Texte fourni:
+---+
Ce texte en faveur de la protection des enfants constitue une étape supplémentaire, qui en appellera d’autres. Nous risquons, madame la rapporteure, de vous revoir sur ce banc de nombreuses fois, car les victimes sont, hélas ! très nombreuses.
Nous avons fait, au Sénat, un gros travail avec le garde des sceaux : loi renforçant la lutte contre les violences sexistes et sexuelles en 2018, loi visant à protéger les mineurs des crimes et délits sexuels et de l’inceste en 2021, loi créant une aide universelle d’urgence pour les victimes de violences conjugales de notre collègue Valérie Létard en 2023, plan rouge VIF, défendu la même année par la présidente Dominique Vérien.
Ces textes renforcent la lutte contre les violences intrafamiliales et la protection des enfants, mais nous voyons bien, compte tenu du nombre de victimes mis au jour par le travail de la Ciivise et de son ancien coprésident, le juge Édouard Durand, qu’ils sont insuffisants.
Mme la présidente. La parole est à Mme Laurence Harribey, pour explication de vote.
Mme Laurence Harribey. Je veux bien que nous fassions des pas les uns vers les autres pour nous rapprocher du « mieux que rien du tout », comme l’a dit Mme Delattre, mais renoncer à cette référence aux violences ayant occasionné une ITT de plus de huit jours me semble dangereux. Cela supprime tout un volet de cette proposition de loi.
Nous ne pouvons pas nous inscrire dans ces pas ; nous nous opposons à cette nouvelle rédaction.
Mme la présidente. La parole est à Mme Dominique Vérien, pour explication de vote.
Mme Dominique Vérien. Pour répondre à vos inquiétudes, madame Harribey, je veux vous dire que l’alinéa en question – que, donc, nous ne rétablissons pas - affaiblit en réalité une disposition figurant plus loin dans le texte. Je vous invite à vous mettre à la place d’un juge pour constater par vous-même que cette rédaction ne fonctionne pas vraiment.
Aussi avons-nous supprimé cet alinéa pour que le Sénat puisse voter un texte plus facilement applicable. Je vous prie donc de bien vouloir revoir votre position, car, je vous en assure, nous n’affaiblissons aucunement le texte.
Mme la présidente. Quel est donc, à l’issue de ces prises de parole, l’avis de la commission sur ces quatre amendements identiques ?
Mme Marie Mercier, rapporteur. Madame la présidente, je vous ai donné non pas l’avis de la commission, mais mon avis personnel, en tant que rapporteur, en invitant mes collègues à choisir les amendements que nous nous apprêtons à voter. C’est mon avis – it’s my opinion !
Sinon, la commission émet un avis défavorable sur ces amendements.
Mme la présidente. Je mets aux voix les amendements identiques nos 3 rectifié ter, 7 rectifié, 4 rectifié bis et 12 rectifié.
J’ai été saisie d’une demande de scrutin public émanant de la commission des lois.
Je rappelle que l’avis de la commission est défavorable et que le Gouvernement s’en remet à la sagesse du Sénat.
+---+
Consignes:
- 1) Résumez l'extrait du débat au Sénat en trois phrases.
- 2) Prolongez l'extrait du débat au Sénat à partir de sa dernière phrase.
Les données n'ont aucun lien avec l'extrait du débat au Sénat.

Section de données:
+---+
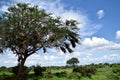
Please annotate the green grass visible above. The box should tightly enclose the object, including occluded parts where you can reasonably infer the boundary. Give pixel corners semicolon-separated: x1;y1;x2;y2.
+---+
Résultats:
- 1) L'extrait s'ouvre sur la présentation du texte sur la protection des enfants comme une étape supplémentaire, avec le rappel de plusieurs lois adoptées depuis 2018 contre les violences intrafamiliales, jugées insuffisantes au vu du nombre de victimes mis au jour par la Ciivise. Mme Harribey s'oppose à la nouvelle rédaction, qui renonce à la référence aux violences ayant occasionné une ITT de plus de huit jours, tandis que Mme Vérien soutient que l'alinéa non rétabli affaiblissait une disposition figurant plus loin et que sa suppression rend le texte plus facilement applicable. Marie Mercier, rapporteur, précise qu'elle a donné son avis personnel et que la commission est défavorable aux quatre amendements identiques, mis aux voix après une demande de scrutin public de la commission des lois, le Gouvernement s'en remettant à la sagesse du Sénat.

- 2)
Il va être procédé au scrutin dans les conditions fixées par l’article 56 du règlement.
Le scrutin est ouvert.
(Le scrutin a lieu.)
Mme la présidente. Personne ne demande plus à voter ?…
Le scrutin est clos.
J’invite Mmes et MM. les secrétaires à constater le résultat du scrutin.
(Mmes et MM. les secrétaires constatent le résultat du scrutin.)
Mme la présidente. Voici, compte tenu de l’ensemble des délégations de vote accordées par les sénateurs aux groupes politiques et notifiées à la présidence, le résultat du scrutin n° 116 :
Nombre de votants | 340 |
Nombre de suffrages exprimés | 277 |
Pour l’adoption | 276 |
Contre | 1 |
Le Sénat a adopté.
En conséquence, l’article 1er est ainsi rédigé et les amendements nos 9, 1 rectifié ter, 2, 13, 10 et 14 n’ont plus d’objet.
Article 2
(Non modifié)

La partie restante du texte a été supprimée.